*** Material supplied Section Begins ***

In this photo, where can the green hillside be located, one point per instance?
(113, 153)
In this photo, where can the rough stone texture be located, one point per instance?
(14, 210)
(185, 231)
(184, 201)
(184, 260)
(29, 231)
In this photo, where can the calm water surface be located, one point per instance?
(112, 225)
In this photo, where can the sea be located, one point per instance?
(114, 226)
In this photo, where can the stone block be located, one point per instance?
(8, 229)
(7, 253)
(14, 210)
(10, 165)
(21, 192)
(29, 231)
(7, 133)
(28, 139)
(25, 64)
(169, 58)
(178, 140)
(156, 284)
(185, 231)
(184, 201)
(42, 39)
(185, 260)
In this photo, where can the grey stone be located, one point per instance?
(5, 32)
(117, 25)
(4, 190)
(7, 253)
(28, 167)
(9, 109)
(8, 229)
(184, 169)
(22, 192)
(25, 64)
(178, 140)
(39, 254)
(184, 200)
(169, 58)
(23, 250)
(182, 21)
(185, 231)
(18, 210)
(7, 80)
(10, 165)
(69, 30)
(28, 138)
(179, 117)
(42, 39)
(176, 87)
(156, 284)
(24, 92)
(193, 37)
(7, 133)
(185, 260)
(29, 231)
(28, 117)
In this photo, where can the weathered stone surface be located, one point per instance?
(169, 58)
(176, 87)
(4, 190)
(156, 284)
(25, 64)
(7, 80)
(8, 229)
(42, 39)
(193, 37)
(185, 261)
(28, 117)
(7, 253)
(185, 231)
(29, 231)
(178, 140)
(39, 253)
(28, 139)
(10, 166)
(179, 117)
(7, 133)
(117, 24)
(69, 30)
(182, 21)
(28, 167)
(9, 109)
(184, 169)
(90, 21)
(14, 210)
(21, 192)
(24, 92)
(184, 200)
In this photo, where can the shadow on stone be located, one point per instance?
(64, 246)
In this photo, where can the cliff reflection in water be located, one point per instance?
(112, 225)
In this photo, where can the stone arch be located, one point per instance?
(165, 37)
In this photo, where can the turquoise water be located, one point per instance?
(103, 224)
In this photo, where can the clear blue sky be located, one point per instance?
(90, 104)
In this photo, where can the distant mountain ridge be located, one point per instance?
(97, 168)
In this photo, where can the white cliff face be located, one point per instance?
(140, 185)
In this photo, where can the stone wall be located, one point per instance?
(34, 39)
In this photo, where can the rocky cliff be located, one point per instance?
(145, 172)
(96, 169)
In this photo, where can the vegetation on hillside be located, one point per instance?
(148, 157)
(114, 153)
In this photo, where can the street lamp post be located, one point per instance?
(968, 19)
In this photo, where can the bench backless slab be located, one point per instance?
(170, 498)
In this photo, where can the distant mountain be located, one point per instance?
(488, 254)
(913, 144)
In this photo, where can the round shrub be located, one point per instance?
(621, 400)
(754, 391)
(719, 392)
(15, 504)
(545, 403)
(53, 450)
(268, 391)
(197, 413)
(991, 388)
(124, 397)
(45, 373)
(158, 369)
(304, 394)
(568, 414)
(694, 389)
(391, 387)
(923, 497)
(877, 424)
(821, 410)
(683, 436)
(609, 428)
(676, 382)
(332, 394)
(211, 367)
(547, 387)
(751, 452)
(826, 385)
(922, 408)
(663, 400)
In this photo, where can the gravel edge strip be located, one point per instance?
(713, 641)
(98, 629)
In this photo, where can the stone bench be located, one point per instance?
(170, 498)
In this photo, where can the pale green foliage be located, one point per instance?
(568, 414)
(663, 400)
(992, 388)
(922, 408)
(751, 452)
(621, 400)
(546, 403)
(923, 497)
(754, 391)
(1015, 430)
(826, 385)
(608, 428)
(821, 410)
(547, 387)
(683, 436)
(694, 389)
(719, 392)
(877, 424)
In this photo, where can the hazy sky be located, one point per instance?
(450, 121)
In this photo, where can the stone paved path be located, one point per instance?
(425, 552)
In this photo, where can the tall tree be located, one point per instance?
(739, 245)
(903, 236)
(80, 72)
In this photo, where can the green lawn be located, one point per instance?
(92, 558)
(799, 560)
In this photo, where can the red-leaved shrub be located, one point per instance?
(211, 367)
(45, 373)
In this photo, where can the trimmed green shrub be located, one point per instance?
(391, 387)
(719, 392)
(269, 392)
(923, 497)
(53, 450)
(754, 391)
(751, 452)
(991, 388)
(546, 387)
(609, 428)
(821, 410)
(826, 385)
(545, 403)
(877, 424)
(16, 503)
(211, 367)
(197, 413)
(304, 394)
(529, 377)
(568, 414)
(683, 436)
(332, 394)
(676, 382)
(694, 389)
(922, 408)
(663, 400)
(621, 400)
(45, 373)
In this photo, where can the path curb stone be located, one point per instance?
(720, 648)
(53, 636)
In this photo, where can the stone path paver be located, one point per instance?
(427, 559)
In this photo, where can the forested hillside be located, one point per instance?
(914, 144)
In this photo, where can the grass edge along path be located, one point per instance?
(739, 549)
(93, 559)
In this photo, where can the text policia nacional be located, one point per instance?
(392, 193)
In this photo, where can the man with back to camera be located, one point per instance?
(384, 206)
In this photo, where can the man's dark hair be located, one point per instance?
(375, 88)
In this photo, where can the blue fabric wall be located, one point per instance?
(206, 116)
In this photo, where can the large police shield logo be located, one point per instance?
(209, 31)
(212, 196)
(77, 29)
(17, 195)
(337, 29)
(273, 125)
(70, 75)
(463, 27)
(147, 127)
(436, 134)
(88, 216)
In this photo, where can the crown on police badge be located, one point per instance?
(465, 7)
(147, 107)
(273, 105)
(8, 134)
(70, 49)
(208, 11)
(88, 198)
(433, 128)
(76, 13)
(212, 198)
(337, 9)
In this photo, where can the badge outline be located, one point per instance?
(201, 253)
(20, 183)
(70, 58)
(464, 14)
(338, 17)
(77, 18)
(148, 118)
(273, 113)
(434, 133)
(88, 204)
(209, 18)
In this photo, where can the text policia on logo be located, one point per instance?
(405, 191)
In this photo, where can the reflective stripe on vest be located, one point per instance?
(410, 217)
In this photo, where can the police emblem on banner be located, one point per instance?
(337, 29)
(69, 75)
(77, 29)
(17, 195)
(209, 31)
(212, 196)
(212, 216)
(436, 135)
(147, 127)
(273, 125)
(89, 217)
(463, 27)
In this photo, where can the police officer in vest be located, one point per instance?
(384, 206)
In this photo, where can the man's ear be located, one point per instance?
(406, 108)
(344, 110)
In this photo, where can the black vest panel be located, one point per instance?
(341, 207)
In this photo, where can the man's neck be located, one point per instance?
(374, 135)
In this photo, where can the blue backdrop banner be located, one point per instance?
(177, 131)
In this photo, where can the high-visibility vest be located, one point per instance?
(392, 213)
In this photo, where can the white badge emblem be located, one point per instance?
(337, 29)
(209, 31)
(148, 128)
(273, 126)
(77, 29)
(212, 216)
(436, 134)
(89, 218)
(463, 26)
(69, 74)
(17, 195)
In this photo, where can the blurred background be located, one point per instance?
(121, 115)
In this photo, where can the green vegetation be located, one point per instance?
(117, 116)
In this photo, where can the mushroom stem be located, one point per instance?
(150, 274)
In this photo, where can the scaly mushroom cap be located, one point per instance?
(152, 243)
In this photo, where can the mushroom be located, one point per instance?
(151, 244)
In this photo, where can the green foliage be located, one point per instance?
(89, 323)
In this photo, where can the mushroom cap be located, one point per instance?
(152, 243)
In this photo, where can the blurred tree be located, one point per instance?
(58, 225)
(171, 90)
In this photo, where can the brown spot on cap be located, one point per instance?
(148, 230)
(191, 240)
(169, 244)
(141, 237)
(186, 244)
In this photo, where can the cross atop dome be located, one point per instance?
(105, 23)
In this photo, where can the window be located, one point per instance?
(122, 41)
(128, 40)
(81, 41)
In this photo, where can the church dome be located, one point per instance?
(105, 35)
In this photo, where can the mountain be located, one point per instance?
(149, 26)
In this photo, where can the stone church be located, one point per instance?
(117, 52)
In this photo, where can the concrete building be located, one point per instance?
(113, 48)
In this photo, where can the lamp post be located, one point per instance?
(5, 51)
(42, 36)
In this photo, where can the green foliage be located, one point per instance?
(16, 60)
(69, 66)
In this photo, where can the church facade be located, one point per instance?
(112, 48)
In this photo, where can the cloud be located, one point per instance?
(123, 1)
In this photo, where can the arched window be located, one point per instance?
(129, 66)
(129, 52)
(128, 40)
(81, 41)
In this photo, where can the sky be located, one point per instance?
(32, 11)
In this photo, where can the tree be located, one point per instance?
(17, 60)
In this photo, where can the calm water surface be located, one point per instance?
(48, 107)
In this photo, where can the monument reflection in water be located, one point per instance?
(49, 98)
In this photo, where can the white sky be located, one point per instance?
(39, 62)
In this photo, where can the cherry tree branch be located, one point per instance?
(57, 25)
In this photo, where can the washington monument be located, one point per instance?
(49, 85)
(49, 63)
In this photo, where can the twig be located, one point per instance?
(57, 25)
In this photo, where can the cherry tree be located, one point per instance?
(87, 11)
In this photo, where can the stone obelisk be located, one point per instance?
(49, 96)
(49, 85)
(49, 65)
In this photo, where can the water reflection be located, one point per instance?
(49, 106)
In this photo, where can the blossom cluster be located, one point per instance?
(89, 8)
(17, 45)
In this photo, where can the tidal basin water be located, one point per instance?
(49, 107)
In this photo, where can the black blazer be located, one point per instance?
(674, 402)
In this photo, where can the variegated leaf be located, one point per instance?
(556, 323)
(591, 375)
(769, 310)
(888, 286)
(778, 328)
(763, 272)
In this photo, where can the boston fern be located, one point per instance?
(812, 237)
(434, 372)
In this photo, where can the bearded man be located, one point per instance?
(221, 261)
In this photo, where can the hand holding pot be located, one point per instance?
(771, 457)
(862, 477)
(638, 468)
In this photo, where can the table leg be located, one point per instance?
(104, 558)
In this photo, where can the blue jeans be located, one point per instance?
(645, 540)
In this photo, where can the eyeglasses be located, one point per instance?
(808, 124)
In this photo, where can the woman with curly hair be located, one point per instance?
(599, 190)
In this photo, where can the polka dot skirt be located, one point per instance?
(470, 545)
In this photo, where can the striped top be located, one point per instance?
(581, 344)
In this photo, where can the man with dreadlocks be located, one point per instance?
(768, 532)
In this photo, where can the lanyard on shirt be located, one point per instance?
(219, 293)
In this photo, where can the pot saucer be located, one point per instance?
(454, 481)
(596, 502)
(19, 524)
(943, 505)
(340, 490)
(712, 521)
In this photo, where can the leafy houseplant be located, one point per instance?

*** Material supplied Section Ends ***

__Your assignment__. Only the stretch of lines that begins with the one holding "In this photo, where can the cherry tree branch" and ends with the last line above belongs in the answer; please write it out exactly.

__Completed task__.
In this photo, where can the cherry tree branch be located, one point per instance?
(57, 25)
In this photo, where can the washington monument be located, one point per instance?
(49, 85)
(49, 63)
In this photo, where can the twig be located, one point per instance?
(57, 25)
In this photo, where can the cherry tree be located, one point per instance?
(87, 11)
In this photo, where can the stone obelisk be located, one point per instance?
(49, 96)
(49, 85)
(49, 65)
In this photo, where can the water reflection be located, one point per instance?
(49, 106)
In this photo, where can the blossom cluster be located, one point per instance?
(89, 8)
(17, 45)
In this photo, where can the tidal basin water be located, one point per instance?
(49, 107)
In this photo, where can the black blazer be located, one point per instance?
(674, 402)
In this photo, where can the variegated leaf be located, one point per instance?
(556, 323)
(591, 375)
(769, 310)
(888, 286)
(778, 328)
(763, 272)
In this photo, where can the boston fern be located, one point per instance?
(812, 237)
(434, 372)
In this photo, where can the bearded man be located, one point per instance?
(221, 261)
In this photo, where can the hand holding pot be located, one point per instance?
(771, 457)
(862, 477)
(638, 468)
In this photo, where can the table leg be located, one point per instance?
(104, 558)
In this photo, where can the blue jeans be located, one point per instance?
(645, 540)
In this photo, where can the eyeglasses be located, one point per instance?
(808, 124)
In this photo, where can the woman with curly hair be located, one point per instance?
(599, 190)
In this photo, where can the polka dot skirt be located, one point per instance?
(470, 545)
In this photo, where can the striped top be located, one point per instance?
(581, 344)
In this photo, where can the man with dreadlocks be located, one point per instance?
(768, 532)
In this photo, where can the lanyard on shirt be located, one point per instance?
(219, 293)
In this photo, where can the pot saucer be located, one point per instance?
(454, 481)
(596, 502)
(19, 524)
(943, 505)
(340, 490)
(712, 521)
In this photo, where can the leafy houseplant be located, one point per instance?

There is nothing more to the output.